──────── PROVIDED RECORDS

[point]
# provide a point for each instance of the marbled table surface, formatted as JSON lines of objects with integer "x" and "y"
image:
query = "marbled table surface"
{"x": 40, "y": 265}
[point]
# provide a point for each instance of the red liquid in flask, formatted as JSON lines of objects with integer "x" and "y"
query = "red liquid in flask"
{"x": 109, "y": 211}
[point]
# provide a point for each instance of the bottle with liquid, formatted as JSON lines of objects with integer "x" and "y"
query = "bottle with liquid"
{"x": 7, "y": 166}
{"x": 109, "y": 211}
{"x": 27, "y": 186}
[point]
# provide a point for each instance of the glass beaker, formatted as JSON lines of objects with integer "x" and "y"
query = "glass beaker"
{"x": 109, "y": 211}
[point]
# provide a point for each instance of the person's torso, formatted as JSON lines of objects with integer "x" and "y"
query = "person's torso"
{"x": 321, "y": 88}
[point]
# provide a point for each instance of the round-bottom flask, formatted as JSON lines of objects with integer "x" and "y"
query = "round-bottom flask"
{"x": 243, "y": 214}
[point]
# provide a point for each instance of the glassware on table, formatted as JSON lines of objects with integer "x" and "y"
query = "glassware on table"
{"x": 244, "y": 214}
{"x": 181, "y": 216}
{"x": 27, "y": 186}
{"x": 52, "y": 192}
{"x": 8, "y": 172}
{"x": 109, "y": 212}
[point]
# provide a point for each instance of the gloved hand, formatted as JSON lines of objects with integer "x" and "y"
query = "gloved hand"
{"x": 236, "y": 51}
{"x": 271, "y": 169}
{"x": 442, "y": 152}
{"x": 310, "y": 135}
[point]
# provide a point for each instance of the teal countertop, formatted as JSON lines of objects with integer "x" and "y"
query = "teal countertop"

────────────────

Return the lines above exactly, keeping every word.

[point]
# provide a point for each instance of the marbled table surface, formatted as JSON lines of objects with integer "x" and "y"
image:
query = "marbled table surface"
{"x": 40, "y": 265}
[point]
# provide a point for each instance of the red liquid in flask, formatted as JSON lines of objects with integer "x" and "y"
query = "red liquid in flask"
{"x": 109, "y": 211}
[point]
# provide a point for each instance of the bottle with liquid, formatted as JSON lines of objects with integer "x" and "y"
query = "bottle with liquid"
{"x": 7, "y": 166}
{"x": 109, "y": 211}
{"x": 27, "y": 186}
[point]
# provide a point for each instance of the glass beaker, formatted as JSON lines of objects with integer "x" and "y"
query = "glass beaker"
{"x": 109, "y": 211}
[point]
# provide a point for each instance of the person's torso, formatted as JSON lines of objects with integer "x" and "y"
query = "person's torso"
{"x": 321, "y": 88}
[point]
# provide a point for each instance of the round-bottom flask, formatted as JSON lines of objects with integer "x" and "y"
query = "round-bottom flask"
{"x": 243, "y": 214}
[point]
# provide a point for each instance of the glassware on table, formatted as JSON lines of objects with integer "x" and "y"
query = "glassware on table"
{"x": 244, "y": 214}
{"x": 181, "y": 216}
{"x": 27, "y": 186}
{"x": 52, "y": 192}
{"x": 8, "y": 172}
{"x": 109, "y": 212}
[point]
# provide a point for each instance of the gloved hand, formatted as JSON lines of objects with integer "x" and "y"
query = "gloved hand"
{"x": 236, "y": 51}
{"x": 271, "y": 169}
{"x": 442, "y": 152}
{"x": 310, "y": 135}
[point]
# provide a point for each instance of the teal countertop, formatted as JSON lines of objects with integer "x" and "y"
query = "teal countertop"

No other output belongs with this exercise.